* THE REQUEST
Below is a listing; copy all of it exactly.
**** INPUT MATERIAL
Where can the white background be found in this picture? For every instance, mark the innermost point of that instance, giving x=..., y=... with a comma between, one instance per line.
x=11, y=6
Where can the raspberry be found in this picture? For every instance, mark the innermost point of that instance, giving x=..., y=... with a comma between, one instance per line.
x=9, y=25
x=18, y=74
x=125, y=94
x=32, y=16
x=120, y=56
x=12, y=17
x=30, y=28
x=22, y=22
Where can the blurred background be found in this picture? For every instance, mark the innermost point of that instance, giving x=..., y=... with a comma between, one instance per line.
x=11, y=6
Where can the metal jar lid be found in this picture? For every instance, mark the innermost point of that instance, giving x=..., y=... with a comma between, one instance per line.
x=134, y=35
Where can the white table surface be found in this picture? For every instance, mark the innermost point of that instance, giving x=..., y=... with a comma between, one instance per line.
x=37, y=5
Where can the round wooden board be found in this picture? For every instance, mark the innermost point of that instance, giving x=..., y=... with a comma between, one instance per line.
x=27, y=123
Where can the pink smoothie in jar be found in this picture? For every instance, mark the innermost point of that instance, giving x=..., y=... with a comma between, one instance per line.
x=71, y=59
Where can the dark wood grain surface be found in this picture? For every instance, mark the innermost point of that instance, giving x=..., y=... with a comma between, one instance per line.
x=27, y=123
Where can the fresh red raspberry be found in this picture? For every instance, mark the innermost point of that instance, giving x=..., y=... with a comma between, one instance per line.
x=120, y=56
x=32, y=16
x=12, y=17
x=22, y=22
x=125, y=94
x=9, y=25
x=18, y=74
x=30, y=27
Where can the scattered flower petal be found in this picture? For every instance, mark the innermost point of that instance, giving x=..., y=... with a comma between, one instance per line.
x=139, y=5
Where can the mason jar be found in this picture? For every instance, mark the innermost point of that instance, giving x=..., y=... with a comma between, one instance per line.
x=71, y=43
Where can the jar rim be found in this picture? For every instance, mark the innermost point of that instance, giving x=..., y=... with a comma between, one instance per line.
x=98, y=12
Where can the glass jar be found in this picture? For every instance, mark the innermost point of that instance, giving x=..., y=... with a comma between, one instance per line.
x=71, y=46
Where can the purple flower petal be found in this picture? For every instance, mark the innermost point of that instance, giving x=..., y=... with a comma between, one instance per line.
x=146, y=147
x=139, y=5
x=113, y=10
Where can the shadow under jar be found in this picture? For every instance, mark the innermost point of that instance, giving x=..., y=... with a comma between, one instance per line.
********
* RESPONSE TO THIS EXERCISE
Where can the white background be found in this picture? For every instance, mark the innermost point of that instance, giving x=..., y=... with a comma between, one instance per line.
x=11, y=6
Where can the raspberry be found in this picture? For every instance, mark the innermost point of that instance, giving x=..., y=... with a comma between, one instance per line.
x=9, y=25
x=18, y=74
x=125, y=94
x=32, y=16
x=120, y=56
x=12, y=17
x=30, y=28
x=22, y=22
Where can the blurred background be found in this picture? For every instance, mark the innermost point of that instance, giving x=..., y=... with a comma between, one instance per line.
x=11, y=6
Where can the metal jar lid be found in this picture? For every instance, mark the innermost point of that instance, giving x=..., y=... with a comma between, one instance per line.
x=134, y=35
Where can the white table surface be found in this picture? For every instance, mark the innermost point of that instance, giving x=..., y=... with a comma between, one instance per line.
x=37, y=5
Where can the round wooden board be found in this picture? For every instance, mark the innermost point of that instance, giving x=..., y=... with a comma between, one instance per line.
x=27, y=123
Where can the pink smoothie in jar be found in this picture? For every instance, mark the innermost point of that instance, giving x=..., y=... with a comma between, one instance per line.
x=71, y=59
Where can the dark wood grain surface be found in this picture? For every instance, mark the innermost point of that instance, giving x=..., y=... with a comma between, one instance per line.
x=27, y=123
Where can the fresh red raspberry be found in this picture? For every instance, mark the innermost point of that instance, giving x=..., y=... with a comma between, one instance per line.
x=120, y=56
x=32, y=16
x=12, y=17
x=22, y=22
x=125, y=94
x=9, y=25
x=18, y=74
x=30, y=27
Where can the scattered flower petal be found in this picture? For every instance, mark the innermost point of that instance, giving x=..., y=... with a comma between, one instance per line.
x=139, y=5
Where can the mason jar be found in this picture? For every instance, mark the innermost point of that instance, giving x=..., y=... with a comma between, one instance per line.
x=71, y=43
Where can the jar rim be found in this picture? For every instance, mark the innermost point of that instance, giving x=..., y=... with a comma between, one instance per line.
x=98, y=12
Where can the glass jar be found in this picture? For every instance, mark the innermost point of that instance, giving x=..., y=... with a comma between, one instance per line.
x=71, y=46
Where can the purple flower petal be found in this picture? For every instance, mark the innermost point of that instance, giving x=..., y=... with a comma between, one instance per line.
x=146, y=147
x=139, y=5
x=113, y=10
Where can the shadow under jar be found in this picture? For every instance, mark the innermost point of that instance, giving x=..., y=... with a comma between, one instance per line.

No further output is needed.